Every line of the material is to be quoted verbatim, minus the pictures.
** BEGIN Task material **
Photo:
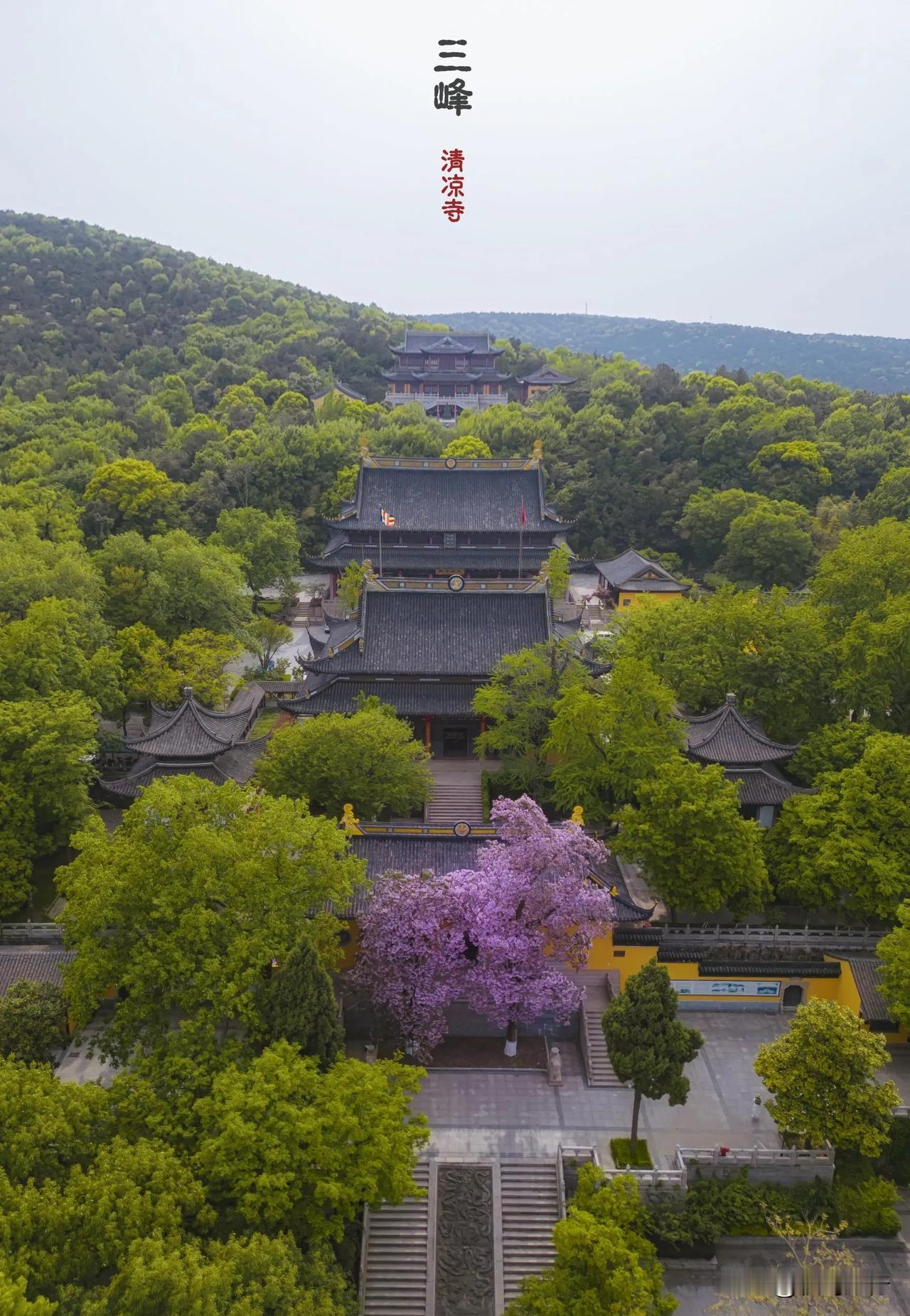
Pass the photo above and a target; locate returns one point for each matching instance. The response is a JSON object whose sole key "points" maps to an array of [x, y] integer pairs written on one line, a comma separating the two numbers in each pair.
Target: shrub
{"points": [[867, 1207], [622, 1155]]}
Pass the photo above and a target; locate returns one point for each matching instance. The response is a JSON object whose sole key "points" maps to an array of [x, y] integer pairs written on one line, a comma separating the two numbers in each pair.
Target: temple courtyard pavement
{"points": [[501, 1113]]}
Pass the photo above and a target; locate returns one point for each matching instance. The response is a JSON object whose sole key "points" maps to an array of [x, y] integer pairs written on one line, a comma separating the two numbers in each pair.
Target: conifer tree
{"points": [[299, 1006], [647, 1044]]}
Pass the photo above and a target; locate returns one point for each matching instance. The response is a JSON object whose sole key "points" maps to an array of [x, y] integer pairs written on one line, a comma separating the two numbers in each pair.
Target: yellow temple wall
{"points": [[630, 598]]}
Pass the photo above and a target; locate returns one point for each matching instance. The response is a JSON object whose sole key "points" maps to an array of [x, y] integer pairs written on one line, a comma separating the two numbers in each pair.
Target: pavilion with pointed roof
{"points": [[747, 756], [192, 739], [446, 374], [451, 516]]}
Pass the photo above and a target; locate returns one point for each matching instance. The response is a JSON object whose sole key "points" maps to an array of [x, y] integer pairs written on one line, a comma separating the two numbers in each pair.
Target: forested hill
{"points": [[877, 365]]}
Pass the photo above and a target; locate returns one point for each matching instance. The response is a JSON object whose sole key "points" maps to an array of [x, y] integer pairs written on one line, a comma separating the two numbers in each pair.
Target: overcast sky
{"points": [[717, 159]]}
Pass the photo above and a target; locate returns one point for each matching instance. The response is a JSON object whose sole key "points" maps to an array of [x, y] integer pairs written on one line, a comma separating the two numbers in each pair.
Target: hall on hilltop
{"points": [[451, 516], [446, 374]]}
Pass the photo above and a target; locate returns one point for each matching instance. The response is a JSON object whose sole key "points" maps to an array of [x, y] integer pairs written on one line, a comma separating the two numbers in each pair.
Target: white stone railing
{"points": [[650, 1178], [775, 1157], [20, 932]]}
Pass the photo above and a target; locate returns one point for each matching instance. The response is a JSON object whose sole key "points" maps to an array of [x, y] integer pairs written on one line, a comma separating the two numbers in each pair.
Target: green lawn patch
{"points": [[621, 1153]]}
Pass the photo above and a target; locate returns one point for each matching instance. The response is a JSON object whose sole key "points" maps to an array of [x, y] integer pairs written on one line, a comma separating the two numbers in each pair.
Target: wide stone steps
{"points": [[455, 802], [395, 1266], [600, 1071], [529, 1198]]}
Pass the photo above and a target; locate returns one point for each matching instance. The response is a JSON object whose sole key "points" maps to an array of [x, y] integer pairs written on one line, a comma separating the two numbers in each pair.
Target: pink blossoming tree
{"points": [[496, 936]]}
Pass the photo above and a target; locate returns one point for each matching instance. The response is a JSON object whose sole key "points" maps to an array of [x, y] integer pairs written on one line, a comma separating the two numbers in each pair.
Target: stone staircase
{"points": [[399, 1253], [393, 1265], [529, 1197], [597, 1059], [599, 993], [456, 796]]}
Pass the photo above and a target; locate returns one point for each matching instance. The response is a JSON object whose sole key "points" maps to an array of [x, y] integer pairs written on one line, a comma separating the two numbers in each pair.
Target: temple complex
{"points": [[747, 757], [451, 516], [192, 739], [425, 648], [446, 374]]}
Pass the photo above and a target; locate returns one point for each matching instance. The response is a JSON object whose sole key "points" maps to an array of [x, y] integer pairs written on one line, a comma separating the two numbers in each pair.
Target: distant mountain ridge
{"points": [[854, 361]]}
** END Task material **
§ Result for this task
Photo:
Pass the photo above and a target; locate returns one point for each matching instance. The response is a JSON object whose sole key "points" maps to an array of [x, y] integer pairs written on one line, a comma separating the two numbers in each pair.
Target: shrub
{"points": [[867, 1207], [622, 1155]]}
Pass the photo above and a target; locate returns one point for each matching instance. The response is a JSON object whose sole key "points" maps to an array of [x, y] integer pairs written on one line, a comma separating the two numbers in each pair.
Target: temple courtyard pavement
{"points": [[501, 1113]]}
Pass the photo above and a target; locate returns one point for each matching instance. The response is a JSON object whose sole key "points" maps to an array of [x, y] integer pairs written on one line, a comma separating the two numbers in each pair.
Target: conifer tree
{"points": [[299, 1006], [647, 1044]]}
Pass the photo above and a target; locate returns one point for each matching instance. The response is a JSON object whose sole key "points" maps to an array of [x, y] integer pairs written on one line, a comma separating the two numbers in each pair.
Target: yellow temple wall
{"points": [[630, 598]]}
Pass the photo above and a target; locate returns one point for each matching instance. The response is a JSON object whose sole key "points" maps to an array of [x, y] integer pairs written on one line, a comma separating the two numbers in each pair.
Target: pavilion with pointed roof
{"points": [[747, 756], [192, 739], [446, 374], [451, 516]]}
Pass the photo above and a target; locate returns one point for each matching instance. The response is a JSON object whose sole key "points" maps to an array of [x, y] integer pairs written on one line, a comma separating the two numbers in each pair.
Target: forested hill
{"points": [[877, 365]]}
Pass the photo above and a target; locate returns one point for each matching instance. The response is a JSON object whose sole key "points" maps to an array of [x, y] integer pairs written on one line, a comma separating the two numbers in each pair.
Target: overcast sky
{"points": [[717, 159]]}
Pass the photo above and a target; locate returns one point for each matching instance. The response is a JSON object whose sole key "points" maps to an array of [x, y] integer pairs written on one line, a comma separating the two numbers in each pair.
Target: hall on hilltop
{"points": [[451, 516], [446, 374]]}
Pass the photo above and a target; locate returns one point for each matching instance. The response is a JSON object whose sole key "points" maps to an array of [x, y] integer pairs written on one line, a comma separating the two numbers in each pair.
Target: white stone railing
{"points": [[650, 1178], [775, 1157], [20, 932]]}
Pass the photo above and a target; locate returns one point for each matching instance. The response is a JSON object whose sole key "points" maps to an array of [x, y] integer pairs written on one line, a comma separating the two numbers in each pair.
Target: green lawn patch
{"points": [[621, 1153]]}
Pass the photo above and a target; locate returns one point for each matching instance. The response is a JSON object whose sole key "points" maps to an array of [x, y] integer pairs written on one line, a comma separating the two numbers in each pair.
Target: wide stone steps
{"points": [[455, 802], [395, 1266], [600, 1071], [529, 1198]]}
Pass the photo above and a target; locate returns one point for each matching instance. The response is a JSON object whose sole key "points" maps to an array of [x, y] integer pairs written on one line, a comma separating the two numbers in each pair.
Target: pink blossoming tree
{"points": [[496, 936]]}
Pass the photo above and a target; locate returns one point for each matching instance. The response is a JSON object whose sole key "points" maps to an array of [x, y] integer pairs written on one line, a comma separating the two numbers in each pair.
Target: stone staircase
{"points": [[399, 1253], [393, 1265], [529, 1197], [597, 1059], [599, 993], [456, 796]]}
Pass the photo above and a target; locate returns one point for each matching instance. The response is a JSON object whose sole key "points" maps to an array of [x, y] integer pairs written on one line, a comma separating the two numbers in each pair.
Target: temple complex
{"points": [[747, 757], [451, 516], [192, 739], [425, 648], [446, 374]]}
Pass the photo above and a target; locate returns one point for each matching instance. The response is a JSON object whose sole key "points" maps to an array of [x, y] integer pairs written on one line, a comma separating the two numbers in each pair.
Target: distant mountain ridge
{"points": [[854, 361]]}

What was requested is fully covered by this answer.